EXTRACTED MATERIAL ::

++++++

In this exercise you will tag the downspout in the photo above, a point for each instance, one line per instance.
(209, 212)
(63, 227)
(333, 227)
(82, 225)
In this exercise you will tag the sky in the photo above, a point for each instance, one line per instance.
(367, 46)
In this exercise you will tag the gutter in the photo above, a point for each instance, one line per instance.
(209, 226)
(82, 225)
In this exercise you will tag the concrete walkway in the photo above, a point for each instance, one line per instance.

++++++

WORK INSTRUCTIONS :: Please retype every row above word for word, keeping each on its own line and in the same order.

EXERCISE RESULT ::
In this exercise you will tag the downspout in the photo above, a point for each instance, one line per instance.
(209, 212)
(63, 227)
(333, 227)
(82, 225)
In this exercise you will tag the sky in the photo above, a point for each instance, one line per instance.
(367, 46)
In this exercise you will tag the gutter in the photo above, a point for each instance, one line per instance.
(209, 226)
(82, 225)
In this exercise you will tag the concrete walkway in the photo above, a point for each instance, one line per instance.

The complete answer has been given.